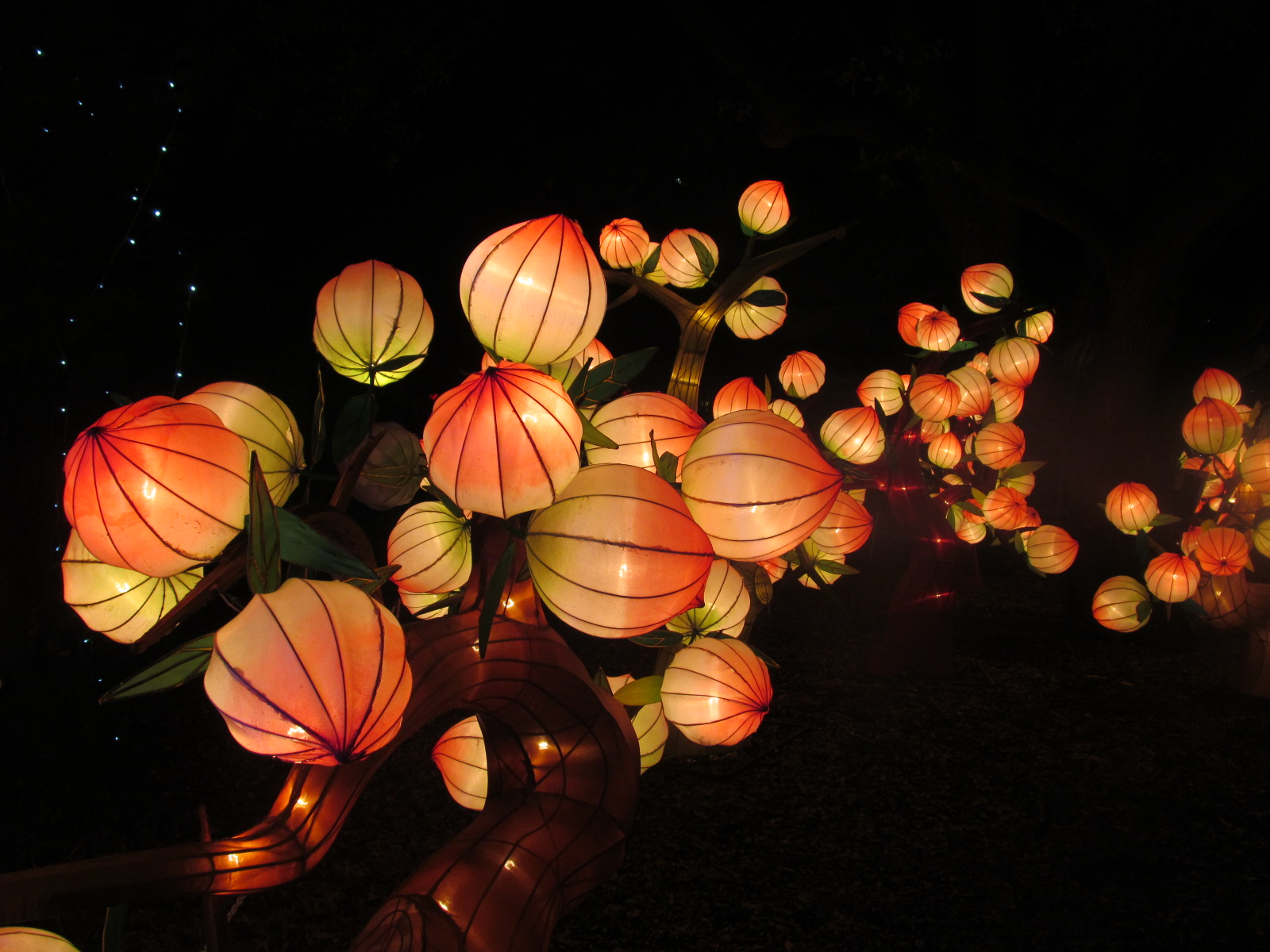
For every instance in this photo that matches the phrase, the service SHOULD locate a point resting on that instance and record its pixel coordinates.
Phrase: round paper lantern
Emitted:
(629, 419)
(1014, 361)
(372, 314)
(1172, 578)
(156, 486)
(433, 549)
(1000, 444)
(618, 554)
(884, 387)
(717, 691)
(681, 262)
(1212, 427)
(1218, 385)
(313, 673)
(120, 603)
(937, 330)
(757, 486)
(846, 528)
(854, 435)
(1222, 551)
(1051, 550)
(1132, 507)
(751, 321)
(624, 243)
(991, 279)
(908, 317)
(724, 605)
(933, 397)
(503, 442)
(802, 374)
(764, 209)
(266, 424)
(533, 292)
(1115, 603)
(461, 758)
(740, 393)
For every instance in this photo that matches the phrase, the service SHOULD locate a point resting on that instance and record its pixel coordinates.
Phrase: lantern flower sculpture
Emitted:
(533, 292)
(311, 673)
(368, 317)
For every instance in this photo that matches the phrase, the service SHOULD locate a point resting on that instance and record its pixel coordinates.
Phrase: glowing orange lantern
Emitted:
(533, 292)
(751, 321)
(802, 374)
(1132, 507)
(990, 279)
(1000, 444)
(156, 486)
(854, 435)
(1212, 427)
(764, 209)
(313, 673)
(503, 442)
(629, 419)
(717, 691)
(1051, 550)
(681, 260)
(460, 755)
(624, 243)
(372, 314)
(618, 554)
(740, 393)
(1117, 603)
(1172, 578)
(757, 486)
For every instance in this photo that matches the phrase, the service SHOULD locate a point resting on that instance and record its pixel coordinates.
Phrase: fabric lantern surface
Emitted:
(717, 691)
(116, 602)
(764, 209)
(751, 317)
(683, 262)
(618, 554)
(802, 374)
(1117, 605)
(533, 292)
(156, 486)
(503, 442)
(266, 424)
(311, 673)
(433, 549)
(757, 486)
(370, 315)
(624, 243)
(461, 757)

--------------------------------------------------

- _AIM OF THE EXERCISE_
The copy must match each record exactly, apart from the images, which stay out.

- _THE ANSWER_
For every instance in this photo that matches the phrase, the service SHOULD locate a point resting on that instance and record its pixel coordinates.
Phrase: round paper lantern
Emitted:
(629, 419)
(1014, 361)
(372, 314)
(1172, 578)
(156, 486)
(433, 549)
(1000, 444)
(618, 554)
(884, 387)
(717, 691)
(681, 262)
(1212, 427)
(1218, 385)
(313, 673)
(120, 603)
(937, 330)
(757, 486)
(846, 528)
(854, 435)
(1222, 551)
(1051, 550)
(1132, 507)
(751, 321)
(624, 243)
(991, 279)
(908, 317)
(724, 605)
(933, 397)
(503, 442)
(802, 374)
(764, 209)
(266, 424)
(533, 292)
(1115, 603)
(461, 758)
(740, 393)
For every instance in this photo that matches the phrase, the service SHOULD locate a point resting on that instance and record its pixel coordinates.
Phrase: lantern flower sculpture
Emitted:
(533, 292)
(311, 673)
(368, 317)
For every instance in this photo that matches the phrase, the service SHOULD locate a point resting on that instance and record its pixel coordinates.
Phrase: glowing orange lantern
Emitted:
(533, 292)
(751, 321)
(802, 374)
(1132, 507)
(990, 279)
(1000, 444)
(156, 486)
(854, 435)
(1212, 427)
(764, 209)
(313, 673)
(503, 442)
(629, 419)
(717, 691)
(1051, 550)
(681, 260)
(460, 755)
(624, 243)
(372, 314)
(618, 554)
(740, 393)
(1117, 603)
(1172, 578)
(757, 486)
For every instance in this photo that matches the phrase, the service SHOULD locate a point resting on that instance and record its pixel coordinates.
Phrase: fabric lantern surface
Emitted:
(717, 691)
(116, 602)
(764, 209)
(751, 317)
(683, 262)
(618, 554)
(802, 374)
(1117, 605)
(533, 292)
(156, 486)
(503, 442)
(266, 424)
(311, 673)
(433, 549)
(757, 486)
(370, 315)
(624, 243)
(461, 757)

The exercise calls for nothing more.